Consigne 1
Répondez à ces questions sur l'extrait consacré à madame de Sévigné :
(a) Qui fit la sortie au secours de laquelle courut le prince d'Orange ?
(b) À quel endroit du corps le prince d'Orange fut-il blessé ?
(c) À quel endroit du corps le rhingrave fut-il blessé ?
Consigne 2
Reprenez l'extrait sur madame de Sévigné et poursuivez-le à partir de sa dernière phrase.

Extrait à lire
↓
On lit, au milieu de cette correspondance militaire de madame de Sévigné, deux anecdotes curieuses qui doivent trouver place ici. «Écoutez-moi, ma belle, mande-t-elle à sa fille le 31 juillet, lorsque le gouverneur de Maestricht fit cette belle sortie, le prince d'Orange courut au secours avec une valeur incroyable; il repoussa nos gens l'épée à la main jusque dans les portes; il fut blessé au bras, et dit à ceux qui avoient mal fait: «Voilà, messieurs, comme il falloit faire; c'est vous qui êtes cause de la blessure dont vous faites semblant d'être si touchés.» Le rhingrave le suivoit et fut blessé à l'épaule. Il y a des lieux où l'on craint tant de louer cette action, qu'on aime mieux se taire de l'avantage que nous avons eu107.» Madame de Sévigné, cependant, ne craint pas d'en parler dans ses lettres; ce qui, avec la curiosité trop habituelle de la poste, était presque en parler à haute voix.
↑
Données
↓
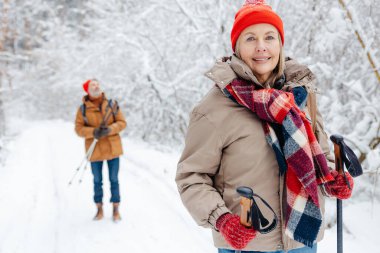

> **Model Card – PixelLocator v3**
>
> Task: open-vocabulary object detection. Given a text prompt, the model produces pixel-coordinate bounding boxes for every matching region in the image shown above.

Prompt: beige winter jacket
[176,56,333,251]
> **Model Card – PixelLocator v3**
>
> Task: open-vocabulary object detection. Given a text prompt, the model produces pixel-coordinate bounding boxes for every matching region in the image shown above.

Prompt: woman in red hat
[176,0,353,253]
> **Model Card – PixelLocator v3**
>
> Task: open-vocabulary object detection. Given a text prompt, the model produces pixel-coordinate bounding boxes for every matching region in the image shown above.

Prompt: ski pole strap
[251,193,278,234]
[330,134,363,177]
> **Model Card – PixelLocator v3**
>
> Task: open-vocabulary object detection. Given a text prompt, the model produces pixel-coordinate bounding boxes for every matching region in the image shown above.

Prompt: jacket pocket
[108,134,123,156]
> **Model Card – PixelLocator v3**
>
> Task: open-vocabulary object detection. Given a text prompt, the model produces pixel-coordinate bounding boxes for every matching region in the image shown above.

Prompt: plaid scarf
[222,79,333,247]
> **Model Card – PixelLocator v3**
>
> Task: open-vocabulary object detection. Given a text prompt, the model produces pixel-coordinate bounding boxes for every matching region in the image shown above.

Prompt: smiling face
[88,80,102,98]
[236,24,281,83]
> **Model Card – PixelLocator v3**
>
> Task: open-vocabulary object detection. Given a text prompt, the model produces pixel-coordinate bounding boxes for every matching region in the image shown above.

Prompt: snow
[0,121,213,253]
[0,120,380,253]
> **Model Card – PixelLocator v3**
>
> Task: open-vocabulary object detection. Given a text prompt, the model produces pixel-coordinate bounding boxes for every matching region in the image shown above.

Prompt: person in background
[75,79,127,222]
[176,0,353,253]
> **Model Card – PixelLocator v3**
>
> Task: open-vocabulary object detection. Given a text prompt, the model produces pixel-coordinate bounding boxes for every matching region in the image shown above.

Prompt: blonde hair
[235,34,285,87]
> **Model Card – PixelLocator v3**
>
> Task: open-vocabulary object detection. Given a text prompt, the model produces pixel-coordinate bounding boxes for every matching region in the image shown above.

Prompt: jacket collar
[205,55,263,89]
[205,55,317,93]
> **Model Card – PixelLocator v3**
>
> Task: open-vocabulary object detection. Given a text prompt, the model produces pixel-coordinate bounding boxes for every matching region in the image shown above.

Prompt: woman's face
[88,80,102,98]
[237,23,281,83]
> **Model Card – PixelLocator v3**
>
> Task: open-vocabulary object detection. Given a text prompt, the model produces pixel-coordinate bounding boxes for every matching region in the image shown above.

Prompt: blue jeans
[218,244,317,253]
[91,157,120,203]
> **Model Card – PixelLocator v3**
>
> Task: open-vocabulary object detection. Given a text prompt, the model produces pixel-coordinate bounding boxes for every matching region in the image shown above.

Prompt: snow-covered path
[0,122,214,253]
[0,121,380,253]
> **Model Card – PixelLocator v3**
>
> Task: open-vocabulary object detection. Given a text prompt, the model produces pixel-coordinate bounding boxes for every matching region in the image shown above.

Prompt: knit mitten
↑
Résultat final 1
(a) Le gouverneur de Maestricht.
(b) Au bras.
(c) À l'épaule.

Résultat final 2
L'autre anecdote met en scène M. de Montausier, et dépeint mieux qu'aucun portrait, cet Alceste d'une cour où tout tremble, flatte et loue plus que ne le veut l'idole. «Voici une petite histoire que vous pourrez croire comme si vous l'aviez entendue. Le roi disoit un de ces matins: «En vérité, je crois que nous ne pourrons pas secourir Philisbourg; mais enfin, je n'en serai pas moins roi de France.» M. de Montausier, lui dit: «il est vrai, Sire, que vous seriez encore fort bien roi de France, quand on vous auroit pris Metz, Toul et Verdun, et la Comté, et plusieurs autres provinces dont vos prédécesseurs se sont bien passés.» Chacun se mit à serrer les lèvres, et le roi dit de très-bonne grâce: «Je vous entends bien, M. de Montausier; c'est-à-dire, que vous croyez que mes affaires vont mal: mais je trouve très-bon ce que vous dites, car je sais quel cœur vous avez pour moi.» Cela est très-vrai, et je trouve que tous les deux firent parfaitement bien leur personnage108.» Madame de Sévigné a justement caractérisé cette scène: elle est autant à la louange du prince capable d'entendre la vérité, qu'à celle du serviteur qui osait la dire.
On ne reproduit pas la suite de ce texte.